- [TRECHO PARA LEITURA]:
Qual a conduta em casos de citomegalovírus na gestação? Quais as repercussões da infecção para a gestante e o bebê?

| 21 outubro 2014 | ID: sofs-13351
Solicitante:
CIAP2:
DeCS/MeSH: ,
Graus da Evidência: ,

A despeito dos avanços nas técnicas de diagnóstico da infecção fetal pelo citomegalovírus (CMV), não há, até o momento, nenhuma modalidade de tratamento materno que previna ou reduza a chance de ocorrência de doença fetal e que tenha sido aprovada para uso. Dessa forma, a prevenção ainda representa importante ferramenta que a Equipe de Saúde pode utilizar no sentido de minimizar o risco de infecção congênita (1,2).
A recomendação atual limita o uso do Ganciclovir nos casos de doença materna grave complicada por imunodepressão e da criança infectada portadora de doença acometendo o sistema nervoso central ou colocando em risco a sobrevivência. Apesar das evidências serem escassas, essa terapêutica pode beneficiar a criança ao reduzir a chance de progressão da perda auditiva. Novas opções terapêuticas estão sendo pesquisadas.

- [EXERCÍCIO 1]:
Transcreva fielmente a parte do texto sobre citomegalovírus na gestação que se inicia nas palavras "A despeito dos" e termina após as palavras "infecção congênita (1,2).".
- [EXERCÍCIO 2]:
Prossiga com o texto sobre citomegalovírus na gestação, começando logo após a última frase apresentada.

- [DADOS FORNECIDOS]:

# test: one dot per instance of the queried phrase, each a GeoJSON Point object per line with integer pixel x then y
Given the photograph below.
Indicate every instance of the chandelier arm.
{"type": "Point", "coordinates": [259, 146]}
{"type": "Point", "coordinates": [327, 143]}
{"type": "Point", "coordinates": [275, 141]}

- [RESPOSTA ESPERADA 1]:
A despeito dos avanços nas técnicas de diagnóstico da infecção fetal pelo citomegalovírus (CMV), não há, até o momento, nenhuma modalidade de tratamento materno que previna ou reduza a chance de ocorrência de doença fetal e que tenha sido aprovada para uso. Dessa forma, a prevenção ainda representa importante ferramenta que a Equipe de Saúde pode utilizar no sentido de minimizar o risco de infecção congênita (1,2).

- [RESPOSTA ESPERADA 2]:
Não há, até o momento, indicação para tratamento de crianças assintomáticas. É muito importante que seja realizado o acompanhamento auditivo de crianças portadoras de infecção congênita por CMV para que se diagnostique precocemente a perda auditiva e se proponha intervenção. Em gestantes saudáveis não se administram antivirais ou imunomoduladores. Apesar de não ser recomendada de rotina, a imunização passiva com imunoglobulina específica confere redução na incidência de CMV neonatal, podendo ser utilizada em casos selecionados (1,2,3).

Prevenção: Levando-se em consideração que todas as mulheres, independentemente do seu estado sorológico e mesmo que já tenham tido a infecção primária, estão sujeitas a adquirir infecção pelo CMV e transmitirem a infecção fetal e tendo-se em vista a alta incidência dessa infecção congênita no nosso meio, é dever da equipe de saúde esclarecer e orientar todas as gestantes sobre as medidas para prevenção.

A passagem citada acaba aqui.